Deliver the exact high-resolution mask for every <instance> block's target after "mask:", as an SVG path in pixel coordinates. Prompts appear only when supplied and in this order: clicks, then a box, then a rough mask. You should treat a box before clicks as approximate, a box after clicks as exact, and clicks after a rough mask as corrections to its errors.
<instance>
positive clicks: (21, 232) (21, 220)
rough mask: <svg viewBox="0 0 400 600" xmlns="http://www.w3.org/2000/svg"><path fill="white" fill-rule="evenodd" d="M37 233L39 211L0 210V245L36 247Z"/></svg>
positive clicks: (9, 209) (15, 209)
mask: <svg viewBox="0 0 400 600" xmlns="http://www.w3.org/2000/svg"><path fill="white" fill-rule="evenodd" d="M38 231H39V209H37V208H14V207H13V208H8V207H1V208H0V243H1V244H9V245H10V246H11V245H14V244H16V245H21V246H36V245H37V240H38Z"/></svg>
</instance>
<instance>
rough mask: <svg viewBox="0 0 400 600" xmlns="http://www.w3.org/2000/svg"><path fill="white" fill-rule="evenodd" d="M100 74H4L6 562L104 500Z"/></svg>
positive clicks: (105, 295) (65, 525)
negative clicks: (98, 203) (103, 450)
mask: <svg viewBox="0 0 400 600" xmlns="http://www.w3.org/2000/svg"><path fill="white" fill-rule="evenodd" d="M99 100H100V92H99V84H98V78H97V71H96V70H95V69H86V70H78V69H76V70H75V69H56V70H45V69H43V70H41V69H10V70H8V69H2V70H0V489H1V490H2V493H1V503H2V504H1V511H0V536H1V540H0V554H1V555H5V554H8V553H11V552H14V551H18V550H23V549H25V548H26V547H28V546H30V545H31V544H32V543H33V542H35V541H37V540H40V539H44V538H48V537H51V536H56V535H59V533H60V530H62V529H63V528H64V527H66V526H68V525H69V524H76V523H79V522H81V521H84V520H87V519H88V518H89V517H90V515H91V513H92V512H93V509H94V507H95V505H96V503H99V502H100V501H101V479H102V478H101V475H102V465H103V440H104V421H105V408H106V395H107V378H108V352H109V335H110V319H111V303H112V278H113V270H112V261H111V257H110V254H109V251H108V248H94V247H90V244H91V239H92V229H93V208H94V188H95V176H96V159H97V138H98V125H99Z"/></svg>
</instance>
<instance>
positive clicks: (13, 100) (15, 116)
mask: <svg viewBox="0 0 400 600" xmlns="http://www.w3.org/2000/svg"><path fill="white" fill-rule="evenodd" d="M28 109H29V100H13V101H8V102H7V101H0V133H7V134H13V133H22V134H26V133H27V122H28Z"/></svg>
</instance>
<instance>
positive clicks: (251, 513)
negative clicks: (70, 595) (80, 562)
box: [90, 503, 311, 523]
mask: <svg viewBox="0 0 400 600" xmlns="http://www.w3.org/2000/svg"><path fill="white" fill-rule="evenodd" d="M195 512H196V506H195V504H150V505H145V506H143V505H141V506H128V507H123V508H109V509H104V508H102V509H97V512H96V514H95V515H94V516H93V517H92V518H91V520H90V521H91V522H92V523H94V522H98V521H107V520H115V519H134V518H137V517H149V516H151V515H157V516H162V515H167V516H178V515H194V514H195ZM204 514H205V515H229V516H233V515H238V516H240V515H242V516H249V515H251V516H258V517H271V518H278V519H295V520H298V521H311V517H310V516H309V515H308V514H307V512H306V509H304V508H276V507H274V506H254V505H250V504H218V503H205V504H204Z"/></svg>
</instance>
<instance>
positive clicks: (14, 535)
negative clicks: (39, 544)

+ + + + + + +

Rewrite the listing above with each "negative clicks" changed to "exclusion clicks" and every other character left as it is.

Deliver the exact high-resolution mask for every <instance> block's target after "mask:", as an SVG path in pixel coordinates. Prompts appear only when supplied and in this order: clicks, then a box, then a rough mask. You should treat a box before clicks as approximate, a box after clicks as exact, and clicks after a rough mask as corrections to its errors.
<instance>
positive clicks: (21, 232) (21, 220)
rough mask: <svg viewBox="0 0 400 600" xmlns="http://www.w3.org/2000/svg"><path fill="white" fill-rule="evenodd" d="M37 233L39 211L0 210V245L36 247Z"/></svg>
positive clicks: (9, 209) (15, 209)
mask: <svg viewBox="0 0 400 600" xmlns="http://www.w3.org/2000/svg"><path fill="white" fill-rule="evenodd" d="M38 231H39V209H37V208H14V207H13V208H8V207H1V208H0V243H1V244H9V245H10V246H11V245H14V244H16V245H21V246H36V245H37V240H38Z"/></svg>
</instance>
<instance>
rough mask: <svg viewBox="0 0 400 600" xmlns="http://www.w3.org/2000/svg"><path fill="white" fill-rule="evenodd" d="M100 74H4L6 562L104 500Z"/></svg>
positive clicks: (105, 295) (65, 525)
exclusion clicks: (98, 203) (103, 450)
mask: <svg viewBox="0 0 400 600" xmlns="http://www.w3.org/2000/svg"><path fill="white" fill-rule="evenodd" d="M99 100H100V92H99V84H98V78H97V71H96V70H95V69H86V70H78V69H76V70H75V69H56V70H45V69H43V70H41V69H10V70H8V69H2V70H0V489H1V490H2V493H1V503H2V504H1V511H0V536H1V540H0V554H1V555H5V554H8V553H11V552H14V551H18V550H23V549H25V548H26V547H28V546H30V545H31V544H32V543H33V542H35V541H37V540H40V539H44V538H48V537H51V536H56V535H59V533H60V530H62V529H63V528H64V527H66V526H68V525H69V524H76V523H79V522H81V521H84V520H87V519H88V518H89V517H90V515H91V513H92V512H93V509H94V507H95V505H96V503H99V502H100V501H101V479H102V478H101V475H102V465H103V440H104V421H105V408H106V395H107V378H108V352H109V335H110V319H111V303H112V278H113V270H112V261H111V257H110V254H109V251H108V248H94V247H90V244H91V239H92V229H93V208H94V188H95V176H96V159H97V138H98V125H99Z"/></svg>
</instance>
<instance>
positive clicks: (13, 100) (15, 116)
mask: <svg viewBox="0 0 400 600" xmlns="http://www.w3.org/2000/svg"><path fill="white" fill-rule="evenodd" d="M28 109H29V100H13V101H8V102H7V101H0V133H7V134H13V133H22V134H26V133H27V122H28Z"/></svg>
</instance>
<instance>
positive clicks: (251, 513)
exclusion clicks: (70, 595) (80, 562)
box: [90, 503, 311, 523]
mask: <svg viewBox="0 0 400 600" xmlns="http://www.w3.org/2000/svg"><path fill="white" fill-rule="evenodd" d="M195 512H196V506H195V504H150V505H145V506H143V505H141V506H128V507H123V508H109V509H104V508H102V509H97V512H96V514H95V515H94V516H93V517H92V518H91V520H90V521H91V522H92V523H94V522H98V521H107V520H115V519H134V518H137V517H149V516H151V515H157V516H162V515H167V516H178V515H194V514H195ZM204 514H205V515H229V516H233V515H238V516H240V515H242V516H249V515H251V516H258V517H271V518H278V519H295V520H298V521H311V517H310V516H309V515H308V514H307V512H306V509H304V508H276V507H274V506H254V505H250V504H218V503H205V504H204Z"/></svg>
</instance>
<instance>
positive clicks: (14, 535)
exclusion clicks: (39, 544)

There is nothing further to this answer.